#### Description of the task:
Starting at the line with "As a courtesy, could you identify the green foliage" and ending at the line with "As a courtesy, could you identify the dark hair", print exactly the lines of the entries below. Pictures do not belong in the copy.

#### Data to use:
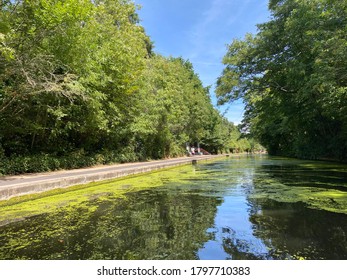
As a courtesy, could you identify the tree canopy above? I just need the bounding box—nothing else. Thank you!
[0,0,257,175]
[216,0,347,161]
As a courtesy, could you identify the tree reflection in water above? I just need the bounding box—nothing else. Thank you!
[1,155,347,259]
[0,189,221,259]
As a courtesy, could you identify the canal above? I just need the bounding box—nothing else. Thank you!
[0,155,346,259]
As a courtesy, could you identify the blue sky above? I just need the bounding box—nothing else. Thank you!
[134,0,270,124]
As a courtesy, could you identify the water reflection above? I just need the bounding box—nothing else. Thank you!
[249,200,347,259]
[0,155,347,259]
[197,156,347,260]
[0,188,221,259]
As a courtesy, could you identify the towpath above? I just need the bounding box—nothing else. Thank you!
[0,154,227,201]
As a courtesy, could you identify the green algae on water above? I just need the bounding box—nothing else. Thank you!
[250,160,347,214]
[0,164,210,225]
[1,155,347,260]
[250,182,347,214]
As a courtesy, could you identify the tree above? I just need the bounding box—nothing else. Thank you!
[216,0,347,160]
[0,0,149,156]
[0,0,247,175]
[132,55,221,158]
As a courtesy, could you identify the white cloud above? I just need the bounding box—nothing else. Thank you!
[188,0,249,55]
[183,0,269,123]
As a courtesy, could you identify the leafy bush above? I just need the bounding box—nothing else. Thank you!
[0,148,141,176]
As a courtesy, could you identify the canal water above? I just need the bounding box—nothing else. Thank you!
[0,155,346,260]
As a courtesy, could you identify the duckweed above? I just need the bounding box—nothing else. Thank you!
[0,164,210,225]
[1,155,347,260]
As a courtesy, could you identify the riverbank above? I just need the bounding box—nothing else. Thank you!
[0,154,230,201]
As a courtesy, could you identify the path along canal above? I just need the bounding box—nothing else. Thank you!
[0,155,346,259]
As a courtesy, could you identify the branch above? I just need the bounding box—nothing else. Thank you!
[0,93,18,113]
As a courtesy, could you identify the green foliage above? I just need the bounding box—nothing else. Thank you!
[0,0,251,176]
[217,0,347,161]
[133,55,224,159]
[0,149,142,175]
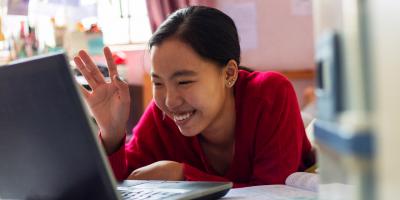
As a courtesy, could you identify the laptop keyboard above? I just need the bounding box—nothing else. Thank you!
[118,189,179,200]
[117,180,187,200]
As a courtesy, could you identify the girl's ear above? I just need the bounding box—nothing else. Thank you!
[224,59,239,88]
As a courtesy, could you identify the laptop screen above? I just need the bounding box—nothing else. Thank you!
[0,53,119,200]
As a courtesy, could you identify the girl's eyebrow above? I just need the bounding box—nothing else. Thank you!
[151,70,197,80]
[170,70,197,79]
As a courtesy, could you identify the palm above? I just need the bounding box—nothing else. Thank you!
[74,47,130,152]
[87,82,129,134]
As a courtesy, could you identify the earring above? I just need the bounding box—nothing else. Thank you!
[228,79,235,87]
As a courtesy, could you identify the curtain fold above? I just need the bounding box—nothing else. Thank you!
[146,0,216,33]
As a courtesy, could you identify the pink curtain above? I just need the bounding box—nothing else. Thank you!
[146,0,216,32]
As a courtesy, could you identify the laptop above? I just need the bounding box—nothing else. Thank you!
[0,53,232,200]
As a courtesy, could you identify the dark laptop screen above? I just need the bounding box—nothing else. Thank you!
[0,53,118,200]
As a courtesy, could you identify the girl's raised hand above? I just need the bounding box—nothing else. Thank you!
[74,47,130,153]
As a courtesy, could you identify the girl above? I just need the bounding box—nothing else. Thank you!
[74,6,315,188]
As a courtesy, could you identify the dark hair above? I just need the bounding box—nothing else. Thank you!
==
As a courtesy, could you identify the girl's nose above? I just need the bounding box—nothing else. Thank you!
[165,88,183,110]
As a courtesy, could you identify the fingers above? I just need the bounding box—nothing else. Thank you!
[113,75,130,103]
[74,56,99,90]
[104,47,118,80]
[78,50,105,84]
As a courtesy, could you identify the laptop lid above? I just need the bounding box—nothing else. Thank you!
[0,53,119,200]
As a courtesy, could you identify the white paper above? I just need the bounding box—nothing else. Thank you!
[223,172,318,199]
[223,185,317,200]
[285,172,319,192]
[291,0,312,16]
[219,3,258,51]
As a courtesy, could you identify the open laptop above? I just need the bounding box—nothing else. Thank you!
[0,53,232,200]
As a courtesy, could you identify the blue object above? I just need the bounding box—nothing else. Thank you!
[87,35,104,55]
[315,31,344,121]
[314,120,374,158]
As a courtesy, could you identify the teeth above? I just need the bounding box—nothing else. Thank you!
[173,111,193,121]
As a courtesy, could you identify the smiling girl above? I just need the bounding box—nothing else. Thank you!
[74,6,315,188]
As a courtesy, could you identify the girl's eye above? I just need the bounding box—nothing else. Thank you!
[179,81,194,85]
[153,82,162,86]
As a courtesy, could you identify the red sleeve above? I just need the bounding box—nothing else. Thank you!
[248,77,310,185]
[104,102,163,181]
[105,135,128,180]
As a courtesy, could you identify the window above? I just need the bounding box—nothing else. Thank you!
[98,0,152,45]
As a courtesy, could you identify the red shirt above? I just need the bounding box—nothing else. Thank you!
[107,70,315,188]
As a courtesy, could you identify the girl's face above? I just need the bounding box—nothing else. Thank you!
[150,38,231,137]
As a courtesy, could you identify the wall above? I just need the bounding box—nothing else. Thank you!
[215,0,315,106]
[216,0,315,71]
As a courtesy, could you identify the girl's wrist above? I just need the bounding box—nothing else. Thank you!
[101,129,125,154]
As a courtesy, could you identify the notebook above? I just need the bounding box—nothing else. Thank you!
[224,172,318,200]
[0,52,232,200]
...
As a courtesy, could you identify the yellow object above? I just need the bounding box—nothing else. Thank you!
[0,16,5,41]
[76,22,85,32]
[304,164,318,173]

#### Written reply:
As a courtesy, could you identify the green foliage above? I just need the bounding box—nothing else. Thank you!
[0,0,251,176]
[217,0,347,161]
[133,55,224,159]
[0,149,142,175]
As a courtesy, could you identify the laptop keyboard above? I just need the bounding box—nothing else. Thank you!
[118,189,179,200]
[117,180,187,200]
As a courtesy, could you identify the girl's ear above? I just need the bounding box—nothing else. Thank you!
[224,59,239,88]
As a courtesy, could you identify the laptop screen above? I just need the bounding box—nothing else. Thank you!
[0,53,119,200]
As a courtesy, could you identify the girl's eyebrow above? I just need the bounding box—nothing else. Thank you!
[151,70,197,80]
[170,70,197,79]
As a courtesy, could you identify the palm above? I just need the bounding box—nothing else. Thank you!
[74,47,130,152]
[87,82,129,134]
As a courtesy, could you identify the earring above? I just need the bounding box—nothing else. Thank you!
[228,79,235,87]
As a courtesy, could you identify the curtain fold above? I just need the bounding box—nothing else. Thank you!
[146,0,216,33]
As a courtesy, could you identify the pink curtain above? I just need the bounding box—nothing else. Thank you!
[146,0,216,32]
As a courtesy, could you identify the laptop above? I just need the bounding box—nothing else. Thank you!
[0,53,232,200]
As a courtesy, could you identify the dark laptop screen above? I just need the bounding box—nothing else. Thank you!
[0,53,118,200]
As a courtesy, could you identify the girl's raised hand above? I just need the bounding box—nothing else. Thank you!
[74,47,130,153]
As a courtesy, could you identify the girl above? I just need the bounding box—nothing else. Thank you!
[74,6,315,188]
As a courtesy, could you identify the dark hair above? I just need the bounding box—nothing else. Thank you!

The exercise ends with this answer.